═════ Exercise materials
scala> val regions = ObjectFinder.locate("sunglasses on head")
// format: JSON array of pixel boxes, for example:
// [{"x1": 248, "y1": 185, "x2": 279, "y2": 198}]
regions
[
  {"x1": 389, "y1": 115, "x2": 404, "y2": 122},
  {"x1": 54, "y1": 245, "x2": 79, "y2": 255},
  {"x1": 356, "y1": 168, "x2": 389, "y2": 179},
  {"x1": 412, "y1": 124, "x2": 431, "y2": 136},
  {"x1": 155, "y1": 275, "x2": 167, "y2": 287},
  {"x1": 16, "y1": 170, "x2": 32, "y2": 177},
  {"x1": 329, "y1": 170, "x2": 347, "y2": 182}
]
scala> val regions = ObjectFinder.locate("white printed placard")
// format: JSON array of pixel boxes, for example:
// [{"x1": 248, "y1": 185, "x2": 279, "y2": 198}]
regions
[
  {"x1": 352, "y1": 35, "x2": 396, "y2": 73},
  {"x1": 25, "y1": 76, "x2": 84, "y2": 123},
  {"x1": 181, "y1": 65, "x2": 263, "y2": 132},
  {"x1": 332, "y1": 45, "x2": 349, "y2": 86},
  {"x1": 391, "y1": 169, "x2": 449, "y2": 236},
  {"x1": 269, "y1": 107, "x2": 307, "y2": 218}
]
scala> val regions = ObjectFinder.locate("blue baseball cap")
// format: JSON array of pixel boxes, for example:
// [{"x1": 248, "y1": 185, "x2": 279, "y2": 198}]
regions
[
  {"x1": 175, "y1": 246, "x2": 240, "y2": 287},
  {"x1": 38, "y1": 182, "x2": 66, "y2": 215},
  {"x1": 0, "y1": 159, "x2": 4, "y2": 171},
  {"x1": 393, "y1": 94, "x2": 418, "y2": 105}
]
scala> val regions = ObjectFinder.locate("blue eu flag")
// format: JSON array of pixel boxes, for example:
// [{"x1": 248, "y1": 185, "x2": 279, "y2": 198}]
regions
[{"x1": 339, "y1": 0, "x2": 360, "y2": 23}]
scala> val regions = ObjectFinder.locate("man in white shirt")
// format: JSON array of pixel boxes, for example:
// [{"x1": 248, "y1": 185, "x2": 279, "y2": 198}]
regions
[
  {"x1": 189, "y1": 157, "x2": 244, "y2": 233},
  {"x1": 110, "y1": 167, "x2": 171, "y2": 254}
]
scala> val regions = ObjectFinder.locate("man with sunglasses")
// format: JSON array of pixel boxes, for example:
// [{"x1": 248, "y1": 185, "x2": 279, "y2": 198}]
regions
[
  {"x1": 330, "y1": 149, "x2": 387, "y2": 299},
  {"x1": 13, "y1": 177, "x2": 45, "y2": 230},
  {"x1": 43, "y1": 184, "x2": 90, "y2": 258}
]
══════════
═════ Exercise materials
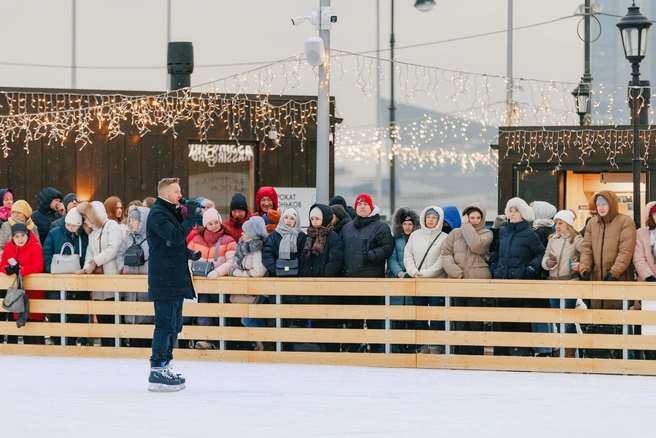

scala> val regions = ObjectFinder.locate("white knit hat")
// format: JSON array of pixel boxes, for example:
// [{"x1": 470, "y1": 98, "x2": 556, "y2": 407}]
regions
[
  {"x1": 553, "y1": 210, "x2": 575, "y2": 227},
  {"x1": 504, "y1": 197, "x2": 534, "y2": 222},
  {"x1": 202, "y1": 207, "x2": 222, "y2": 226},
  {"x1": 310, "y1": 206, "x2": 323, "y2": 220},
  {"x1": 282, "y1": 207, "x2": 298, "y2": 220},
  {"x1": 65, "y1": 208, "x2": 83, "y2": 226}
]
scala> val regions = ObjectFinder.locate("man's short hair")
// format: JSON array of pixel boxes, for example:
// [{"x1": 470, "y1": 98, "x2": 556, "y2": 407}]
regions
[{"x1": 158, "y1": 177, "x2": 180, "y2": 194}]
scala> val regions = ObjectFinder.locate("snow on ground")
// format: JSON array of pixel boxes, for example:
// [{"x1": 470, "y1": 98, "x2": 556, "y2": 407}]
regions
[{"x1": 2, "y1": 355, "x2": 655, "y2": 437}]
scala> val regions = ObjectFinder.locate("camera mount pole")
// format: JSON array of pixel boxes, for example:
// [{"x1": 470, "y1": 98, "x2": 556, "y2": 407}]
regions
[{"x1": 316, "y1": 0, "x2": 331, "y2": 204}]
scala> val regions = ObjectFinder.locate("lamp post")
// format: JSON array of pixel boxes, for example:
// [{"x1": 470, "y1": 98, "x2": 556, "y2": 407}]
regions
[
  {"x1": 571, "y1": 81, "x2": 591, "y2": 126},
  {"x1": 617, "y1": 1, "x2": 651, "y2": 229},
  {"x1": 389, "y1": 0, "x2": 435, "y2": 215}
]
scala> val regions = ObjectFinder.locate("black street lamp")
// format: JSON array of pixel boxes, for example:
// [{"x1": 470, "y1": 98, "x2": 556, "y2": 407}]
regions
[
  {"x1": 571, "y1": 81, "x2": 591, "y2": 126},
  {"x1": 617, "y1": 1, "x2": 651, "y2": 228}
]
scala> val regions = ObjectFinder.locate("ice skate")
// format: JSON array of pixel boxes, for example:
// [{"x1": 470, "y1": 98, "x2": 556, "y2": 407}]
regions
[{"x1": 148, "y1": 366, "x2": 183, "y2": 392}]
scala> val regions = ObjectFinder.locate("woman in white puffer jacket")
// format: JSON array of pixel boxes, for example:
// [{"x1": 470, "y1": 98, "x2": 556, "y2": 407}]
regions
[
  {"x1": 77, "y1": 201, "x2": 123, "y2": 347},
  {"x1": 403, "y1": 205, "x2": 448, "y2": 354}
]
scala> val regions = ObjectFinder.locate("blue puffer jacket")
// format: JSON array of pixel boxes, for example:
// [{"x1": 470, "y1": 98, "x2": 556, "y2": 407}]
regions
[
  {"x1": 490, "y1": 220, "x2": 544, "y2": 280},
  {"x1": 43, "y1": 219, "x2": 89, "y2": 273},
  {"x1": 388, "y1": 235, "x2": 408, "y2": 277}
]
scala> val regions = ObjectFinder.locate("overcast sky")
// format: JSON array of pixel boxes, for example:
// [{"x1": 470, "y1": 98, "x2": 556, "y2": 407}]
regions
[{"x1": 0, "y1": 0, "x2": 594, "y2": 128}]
══════════
═════ Exercise materials
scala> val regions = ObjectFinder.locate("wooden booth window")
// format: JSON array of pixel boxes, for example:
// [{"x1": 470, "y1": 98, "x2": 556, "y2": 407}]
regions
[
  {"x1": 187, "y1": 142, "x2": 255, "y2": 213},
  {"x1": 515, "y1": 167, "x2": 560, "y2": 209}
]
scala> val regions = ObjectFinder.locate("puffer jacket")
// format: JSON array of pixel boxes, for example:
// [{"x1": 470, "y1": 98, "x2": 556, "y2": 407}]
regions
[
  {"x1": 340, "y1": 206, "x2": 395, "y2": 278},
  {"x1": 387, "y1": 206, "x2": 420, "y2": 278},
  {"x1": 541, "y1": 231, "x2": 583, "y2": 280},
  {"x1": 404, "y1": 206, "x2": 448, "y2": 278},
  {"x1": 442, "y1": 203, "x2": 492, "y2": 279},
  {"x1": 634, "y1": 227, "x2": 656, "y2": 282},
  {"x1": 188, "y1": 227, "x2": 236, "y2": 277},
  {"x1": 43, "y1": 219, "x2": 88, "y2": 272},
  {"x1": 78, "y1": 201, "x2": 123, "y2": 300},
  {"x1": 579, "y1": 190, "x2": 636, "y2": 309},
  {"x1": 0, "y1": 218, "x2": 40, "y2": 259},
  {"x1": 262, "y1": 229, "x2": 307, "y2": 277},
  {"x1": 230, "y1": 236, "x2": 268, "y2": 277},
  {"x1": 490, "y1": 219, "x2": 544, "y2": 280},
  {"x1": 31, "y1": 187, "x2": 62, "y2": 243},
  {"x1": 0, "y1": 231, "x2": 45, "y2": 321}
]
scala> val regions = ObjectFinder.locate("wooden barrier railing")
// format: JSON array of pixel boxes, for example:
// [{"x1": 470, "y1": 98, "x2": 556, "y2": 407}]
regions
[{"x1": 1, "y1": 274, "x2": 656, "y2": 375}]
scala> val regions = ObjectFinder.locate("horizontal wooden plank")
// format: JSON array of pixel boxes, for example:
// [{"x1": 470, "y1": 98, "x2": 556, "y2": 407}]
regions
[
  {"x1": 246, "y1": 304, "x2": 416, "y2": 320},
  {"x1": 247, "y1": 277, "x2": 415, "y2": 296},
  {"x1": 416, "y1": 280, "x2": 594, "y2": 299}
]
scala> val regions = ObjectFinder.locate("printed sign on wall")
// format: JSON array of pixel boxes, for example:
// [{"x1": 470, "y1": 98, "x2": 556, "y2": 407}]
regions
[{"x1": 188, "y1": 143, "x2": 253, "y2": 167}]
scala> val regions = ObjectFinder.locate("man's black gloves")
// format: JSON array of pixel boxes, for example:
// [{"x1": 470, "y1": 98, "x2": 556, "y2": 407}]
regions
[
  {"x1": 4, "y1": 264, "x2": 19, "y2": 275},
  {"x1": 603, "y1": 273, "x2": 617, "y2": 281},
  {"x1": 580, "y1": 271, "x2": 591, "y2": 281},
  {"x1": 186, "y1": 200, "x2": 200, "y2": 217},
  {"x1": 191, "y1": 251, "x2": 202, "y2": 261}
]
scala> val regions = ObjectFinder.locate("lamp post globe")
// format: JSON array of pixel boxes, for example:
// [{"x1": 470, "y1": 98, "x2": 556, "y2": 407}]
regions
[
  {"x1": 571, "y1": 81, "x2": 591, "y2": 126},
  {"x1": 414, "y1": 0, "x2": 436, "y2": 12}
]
══════════
Copy task for the entries above: every line with the string "wooden".

scala> val regions = ObjectFinder.locate("wooden booth window")
scala> val regions = ObjectFinder.locate("wooden barrier railing")
scala> val regions = ObjectFinder.locate("horizontal wooden plank")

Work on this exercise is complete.